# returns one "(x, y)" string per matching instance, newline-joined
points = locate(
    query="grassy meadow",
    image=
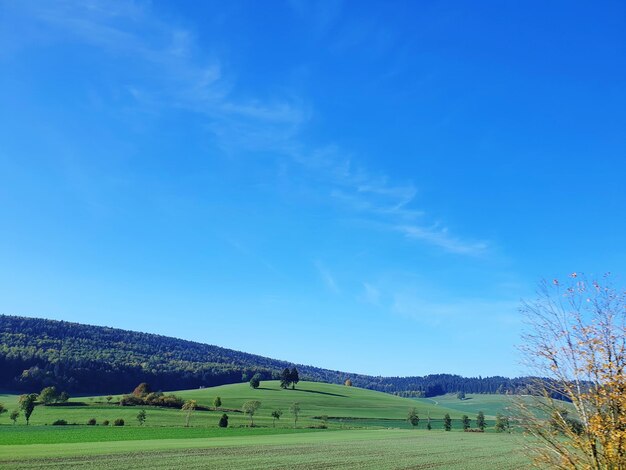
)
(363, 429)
--
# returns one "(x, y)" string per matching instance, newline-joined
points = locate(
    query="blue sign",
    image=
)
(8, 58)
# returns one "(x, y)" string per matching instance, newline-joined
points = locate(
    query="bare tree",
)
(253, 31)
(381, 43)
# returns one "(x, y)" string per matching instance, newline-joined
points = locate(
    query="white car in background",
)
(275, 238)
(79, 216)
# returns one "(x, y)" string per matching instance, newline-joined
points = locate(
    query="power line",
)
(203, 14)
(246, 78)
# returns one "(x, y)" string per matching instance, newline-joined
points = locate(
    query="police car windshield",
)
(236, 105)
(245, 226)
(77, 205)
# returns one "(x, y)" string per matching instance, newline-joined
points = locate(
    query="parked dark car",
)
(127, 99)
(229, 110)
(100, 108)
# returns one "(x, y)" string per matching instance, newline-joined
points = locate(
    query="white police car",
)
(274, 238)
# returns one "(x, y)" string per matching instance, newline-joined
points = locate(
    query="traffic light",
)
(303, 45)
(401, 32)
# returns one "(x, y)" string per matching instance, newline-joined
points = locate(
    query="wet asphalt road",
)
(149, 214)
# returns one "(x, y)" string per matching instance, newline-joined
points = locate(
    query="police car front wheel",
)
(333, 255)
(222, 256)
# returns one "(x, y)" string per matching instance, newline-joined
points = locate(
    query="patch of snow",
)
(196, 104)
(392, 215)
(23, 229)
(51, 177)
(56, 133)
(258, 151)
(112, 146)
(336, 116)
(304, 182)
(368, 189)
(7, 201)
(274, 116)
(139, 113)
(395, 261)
* * *
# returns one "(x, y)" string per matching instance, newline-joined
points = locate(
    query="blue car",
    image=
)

WHAT TO WORK ON: A single figure is required: the number of lines in the data above in which the word "police" appears.

RESULT OF THE TASK: 3